_WHAT YOU ARE ASKED TO DO:_ This exercise calls for duplicating every entry below exactly, without the images.

━━ INFORMATION SUPPLIED ━━

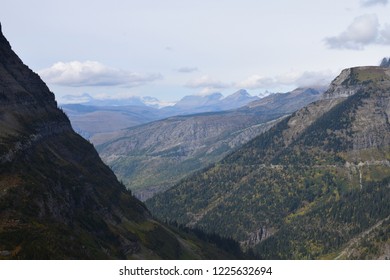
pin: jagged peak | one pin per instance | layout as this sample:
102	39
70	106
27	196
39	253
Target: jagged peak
351	80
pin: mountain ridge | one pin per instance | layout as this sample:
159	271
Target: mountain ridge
154	156
301	189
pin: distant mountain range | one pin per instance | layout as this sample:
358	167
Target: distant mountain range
58	200
91	116
314	186
152	157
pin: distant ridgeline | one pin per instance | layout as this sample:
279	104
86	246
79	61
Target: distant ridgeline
314	186
385	62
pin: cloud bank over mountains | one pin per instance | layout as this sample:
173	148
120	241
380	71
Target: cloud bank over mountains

━━━

_RESPONSE:_
pin: jagged peak | one pin per instance | layout as this sample:
102	39
70	106
27	196
39	253
Target: jagged peak
351	80
pin: mountain ridge | one pin per instance | layout as this sample:
159	271
Target: mountain ridge
154	156
301	189
pin: distant mountain range | one pin per instance | layout as this sample:
358	167
Target: distant mountain range
58	200
91	116
314	186
152	157
pin: distant ridgeline | one pin per instance | layout as this sample:
279	104
86	246
79	61
Target: distant ridgeline
314	186
385	62
pin: cloud bank over mountains | one pin per instance | layout as this sample:
173	148
120	241
380	71
Target: cloud bank over mountains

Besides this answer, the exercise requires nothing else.